[Entries from a point annotation set]
>> start

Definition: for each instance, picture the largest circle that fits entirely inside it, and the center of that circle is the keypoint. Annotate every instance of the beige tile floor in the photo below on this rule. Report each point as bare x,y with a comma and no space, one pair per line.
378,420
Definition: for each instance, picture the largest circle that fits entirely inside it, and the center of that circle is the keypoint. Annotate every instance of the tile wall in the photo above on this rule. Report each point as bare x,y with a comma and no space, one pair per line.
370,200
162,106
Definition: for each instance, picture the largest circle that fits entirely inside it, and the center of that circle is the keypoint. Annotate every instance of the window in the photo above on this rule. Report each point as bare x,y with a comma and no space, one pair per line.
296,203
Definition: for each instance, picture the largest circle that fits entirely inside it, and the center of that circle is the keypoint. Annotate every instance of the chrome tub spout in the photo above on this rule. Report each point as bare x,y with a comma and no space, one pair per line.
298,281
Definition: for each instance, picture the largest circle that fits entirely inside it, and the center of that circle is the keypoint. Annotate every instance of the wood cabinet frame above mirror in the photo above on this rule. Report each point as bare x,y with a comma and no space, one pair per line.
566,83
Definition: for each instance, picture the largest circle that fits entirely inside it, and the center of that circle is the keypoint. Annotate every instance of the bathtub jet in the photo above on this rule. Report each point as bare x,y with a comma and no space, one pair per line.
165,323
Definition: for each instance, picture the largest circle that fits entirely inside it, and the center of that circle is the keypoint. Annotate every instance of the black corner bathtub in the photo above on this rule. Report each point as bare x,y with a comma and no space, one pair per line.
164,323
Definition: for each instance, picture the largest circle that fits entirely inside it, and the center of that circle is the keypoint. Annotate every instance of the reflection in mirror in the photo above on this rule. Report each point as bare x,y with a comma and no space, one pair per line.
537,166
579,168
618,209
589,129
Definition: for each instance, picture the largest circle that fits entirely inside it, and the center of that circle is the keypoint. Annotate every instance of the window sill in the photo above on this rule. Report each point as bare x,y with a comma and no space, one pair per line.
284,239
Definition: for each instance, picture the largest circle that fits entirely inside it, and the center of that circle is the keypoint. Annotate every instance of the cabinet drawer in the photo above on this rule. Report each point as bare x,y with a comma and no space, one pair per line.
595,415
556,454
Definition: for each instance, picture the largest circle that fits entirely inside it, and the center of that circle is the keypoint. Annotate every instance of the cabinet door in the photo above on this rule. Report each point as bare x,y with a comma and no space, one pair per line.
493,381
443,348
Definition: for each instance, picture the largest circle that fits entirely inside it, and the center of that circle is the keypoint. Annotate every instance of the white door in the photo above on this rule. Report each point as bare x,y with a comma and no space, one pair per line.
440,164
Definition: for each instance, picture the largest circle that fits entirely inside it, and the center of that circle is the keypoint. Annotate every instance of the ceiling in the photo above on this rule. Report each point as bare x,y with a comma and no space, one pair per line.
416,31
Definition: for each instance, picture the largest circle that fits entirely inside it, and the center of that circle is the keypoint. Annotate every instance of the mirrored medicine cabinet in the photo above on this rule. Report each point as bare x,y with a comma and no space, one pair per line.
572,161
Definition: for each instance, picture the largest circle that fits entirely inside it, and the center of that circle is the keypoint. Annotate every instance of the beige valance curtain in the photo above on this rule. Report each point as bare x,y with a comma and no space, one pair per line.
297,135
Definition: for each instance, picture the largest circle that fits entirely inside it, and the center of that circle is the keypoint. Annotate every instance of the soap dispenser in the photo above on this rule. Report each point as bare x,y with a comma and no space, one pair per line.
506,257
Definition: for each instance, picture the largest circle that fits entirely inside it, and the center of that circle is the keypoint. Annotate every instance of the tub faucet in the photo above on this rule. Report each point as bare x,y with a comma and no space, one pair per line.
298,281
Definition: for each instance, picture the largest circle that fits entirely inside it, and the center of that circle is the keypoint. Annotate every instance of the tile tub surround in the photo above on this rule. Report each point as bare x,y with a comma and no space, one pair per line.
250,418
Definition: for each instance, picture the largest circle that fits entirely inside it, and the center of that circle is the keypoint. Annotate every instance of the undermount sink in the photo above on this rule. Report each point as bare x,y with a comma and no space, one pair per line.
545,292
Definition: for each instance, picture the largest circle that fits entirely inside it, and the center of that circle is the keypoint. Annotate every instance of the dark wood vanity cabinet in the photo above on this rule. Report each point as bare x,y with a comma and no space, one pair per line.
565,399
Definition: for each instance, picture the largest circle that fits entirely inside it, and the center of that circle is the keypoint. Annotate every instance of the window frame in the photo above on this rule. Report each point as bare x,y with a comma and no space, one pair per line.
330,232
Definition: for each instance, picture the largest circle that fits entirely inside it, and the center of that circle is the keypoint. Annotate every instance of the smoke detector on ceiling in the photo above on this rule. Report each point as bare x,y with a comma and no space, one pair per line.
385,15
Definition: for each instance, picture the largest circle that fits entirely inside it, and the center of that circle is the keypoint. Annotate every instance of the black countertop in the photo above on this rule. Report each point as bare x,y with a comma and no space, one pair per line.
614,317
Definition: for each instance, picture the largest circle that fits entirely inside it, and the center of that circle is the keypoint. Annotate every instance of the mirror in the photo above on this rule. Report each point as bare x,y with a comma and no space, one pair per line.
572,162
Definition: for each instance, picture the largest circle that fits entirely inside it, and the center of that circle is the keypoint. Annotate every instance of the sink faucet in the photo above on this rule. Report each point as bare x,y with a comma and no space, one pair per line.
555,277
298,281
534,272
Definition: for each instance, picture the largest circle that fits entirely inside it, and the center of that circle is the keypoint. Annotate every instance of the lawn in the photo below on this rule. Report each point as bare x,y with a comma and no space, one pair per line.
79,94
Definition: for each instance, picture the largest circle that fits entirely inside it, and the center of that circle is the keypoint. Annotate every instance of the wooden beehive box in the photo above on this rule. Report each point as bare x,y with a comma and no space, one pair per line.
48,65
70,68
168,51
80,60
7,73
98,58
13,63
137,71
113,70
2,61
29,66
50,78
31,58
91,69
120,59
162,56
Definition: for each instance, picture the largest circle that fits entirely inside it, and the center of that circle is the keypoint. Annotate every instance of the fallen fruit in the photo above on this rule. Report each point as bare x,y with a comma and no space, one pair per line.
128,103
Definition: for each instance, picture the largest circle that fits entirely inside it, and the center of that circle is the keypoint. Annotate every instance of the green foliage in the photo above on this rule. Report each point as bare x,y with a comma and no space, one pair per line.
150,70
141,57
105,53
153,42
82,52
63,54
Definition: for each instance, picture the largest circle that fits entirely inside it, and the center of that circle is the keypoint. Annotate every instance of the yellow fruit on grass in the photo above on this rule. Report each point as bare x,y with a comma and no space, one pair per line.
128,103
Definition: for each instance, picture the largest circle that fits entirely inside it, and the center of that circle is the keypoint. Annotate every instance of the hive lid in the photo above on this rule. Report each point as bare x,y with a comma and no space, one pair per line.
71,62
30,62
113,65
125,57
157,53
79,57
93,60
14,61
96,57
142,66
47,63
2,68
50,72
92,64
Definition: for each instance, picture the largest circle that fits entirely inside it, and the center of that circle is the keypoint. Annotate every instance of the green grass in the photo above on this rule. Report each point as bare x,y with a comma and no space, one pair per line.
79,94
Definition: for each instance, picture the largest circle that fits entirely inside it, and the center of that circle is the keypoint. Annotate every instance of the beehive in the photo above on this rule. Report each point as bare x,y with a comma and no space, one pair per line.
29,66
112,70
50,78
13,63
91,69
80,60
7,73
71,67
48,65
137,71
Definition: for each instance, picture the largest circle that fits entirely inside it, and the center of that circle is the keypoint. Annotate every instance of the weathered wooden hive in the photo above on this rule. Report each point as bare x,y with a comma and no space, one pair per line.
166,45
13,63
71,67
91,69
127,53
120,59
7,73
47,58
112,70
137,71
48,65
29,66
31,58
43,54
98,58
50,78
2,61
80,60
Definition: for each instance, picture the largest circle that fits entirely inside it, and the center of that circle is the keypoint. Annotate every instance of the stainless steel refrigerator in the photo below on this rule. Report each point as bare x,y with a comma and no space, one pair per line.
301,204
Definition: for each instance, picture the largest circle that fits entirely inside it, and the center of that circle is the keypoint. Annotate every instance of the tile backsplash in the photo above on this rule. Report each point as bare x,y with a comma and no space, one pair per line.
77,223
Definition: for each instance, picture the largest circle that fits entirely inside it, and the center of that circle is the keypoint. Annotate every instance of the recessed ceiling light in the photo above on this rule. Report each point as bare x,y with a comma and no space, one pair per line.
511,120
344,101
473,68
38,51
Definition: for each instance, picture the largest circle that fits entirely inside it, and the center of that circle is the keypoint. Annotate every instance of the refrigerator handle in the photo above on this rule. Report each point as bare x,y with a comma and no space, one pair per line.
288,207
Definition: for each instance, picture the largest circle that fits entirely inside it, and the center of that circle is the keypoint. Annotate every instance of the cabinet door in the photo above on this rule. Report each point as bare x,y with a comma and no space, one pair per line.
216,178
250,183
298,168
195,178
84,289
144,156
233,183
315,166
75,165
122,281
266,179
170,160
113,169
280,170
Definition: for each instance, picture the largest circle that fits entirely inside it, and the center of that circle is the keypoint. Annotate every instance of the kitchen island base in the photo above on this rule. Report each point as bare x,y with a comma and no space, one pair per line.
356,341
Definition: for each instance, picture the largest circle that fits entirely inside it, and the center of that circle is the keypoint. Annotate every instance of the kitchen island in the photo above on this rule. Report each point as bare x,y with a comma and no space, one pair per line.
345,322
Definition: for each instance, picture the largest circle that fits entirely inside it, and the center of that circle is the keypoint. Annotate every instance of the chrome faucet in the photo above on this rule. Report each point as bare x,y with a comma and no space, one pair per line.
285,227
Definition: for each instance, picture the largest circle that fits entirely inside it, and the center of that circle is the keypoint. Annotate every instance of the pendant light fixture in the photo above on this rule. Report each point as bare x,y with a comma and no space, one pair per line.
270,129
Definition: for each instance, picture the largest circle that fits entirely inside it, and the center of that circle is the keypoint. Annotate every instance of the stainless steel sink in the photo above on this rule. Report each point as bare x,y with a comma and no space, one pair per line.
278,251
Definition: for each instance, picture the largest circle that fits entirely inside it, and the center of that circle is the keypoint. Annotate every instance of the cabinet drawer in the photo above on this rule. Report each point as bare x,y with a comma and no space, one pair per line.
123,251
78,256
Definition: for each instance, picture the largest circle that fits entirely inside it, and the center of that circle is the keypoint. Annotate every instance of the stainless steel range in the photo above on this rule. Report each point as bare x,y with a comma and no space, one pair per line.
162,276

>> end

- _Work to be completed_
Could you give again exactly the lines from the line containing "stainless steel range" through the final line of the data above, and no others?

- _Solution for this task_
Definition: for each instance, picture the largest circle that fits entirely inside it, and the center of that circle is the keypoint. Annotate every instance of the stainless steel range in the photo above on this rule. Report each point as bare x,y with a comma and no space, one pair per line.
162,276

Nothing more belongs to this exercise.